## What you are asked to do
Go through the material and write it all out exactly, minus the pictures.

[START]

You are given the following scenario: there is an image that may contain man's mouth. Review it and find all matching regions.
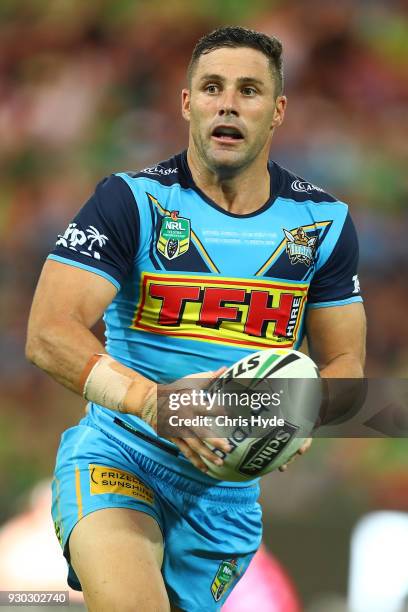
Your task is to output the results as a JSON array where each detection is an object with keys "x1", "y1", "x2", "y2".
[{"x1": 212, "y1": 125, "x2": 244, "y2": 143}]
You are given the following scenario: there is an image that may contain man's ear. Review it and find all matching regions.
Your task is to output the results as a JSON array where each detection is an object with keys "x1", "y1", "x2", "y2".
[{"x1": 181, "y1": 89, "x2": 190, "y2": 121}]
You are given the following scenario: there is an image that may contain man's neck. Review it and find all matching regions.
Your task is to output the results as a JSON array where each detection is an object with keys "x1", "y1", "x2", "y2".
[{"x1": 187, "y1": 148, "x2": 271, "y2": 215}]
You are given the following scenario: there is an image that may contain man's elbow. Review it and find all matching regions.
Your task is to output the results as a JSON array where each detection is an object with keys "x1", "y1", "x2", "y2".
[
  {"x1": 25, "y1": 333, "x2": 41, "y2": 365},
  {"x1": 25, "y1": 327, "x2": 51, "y2": 368}
]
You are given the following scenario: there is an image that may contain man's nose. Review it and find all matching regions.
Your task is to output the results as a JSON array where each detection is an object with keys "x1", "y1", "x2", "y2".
[{"x1": 218, "y1": 91, "x2": 239, "y2": 117}]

[END]

## Task result
You are given the following scenario: there is an image that may contain man's mouth. Review it and find all matching regions.
Your task is to output the results as a JSON array where each detection is an object with keys "x1", "y1", "x2", "y2".
[{"x1": 212, "y1": 125, "x2": 244, "y2": 143}]
You are given the following scenario: there is an image that may contain man's ear. Review it and find all matching regions.
Your task is to output the results as a JSON array where each detection is an object with keys "x1", "y1", "x2", "y2".
[{"x1": 181, "y1": 89, "x2": 190, "y2": 121}]
You are given the following scenario: there is an image that may contain man's neck. Review it and find all matching regions.
Your task is to output the results as a JSON array where each detection is an object with keys "x1", "y1", "x2", "y2".
[{"x1": 187, "y1": 148, "x2": 271, "y2": 215}]
You are given the following scenario: there is an image that may contain man's elbow. Review it and find all matching regions.
Your task is to output the results as a JSON array where each detection is an object with keys "x1", "y1", "x2", "y2".
[
  {"x1": 25, "y1": 333, "x2": 41, "y2": 365},
  {"x1": 25, "y1": 327, "x2": 51, "y2": 368}
]
You are given the following scenario: there is an image that may contain man's nose. Review it and find all matching regions.
Your task is to output the results as a JSON array where each detection is an object with keys "x1", "y1", "x2", "y2".
[{"x1": 218, "y1": 91, "x2": 239, "y2": 117}]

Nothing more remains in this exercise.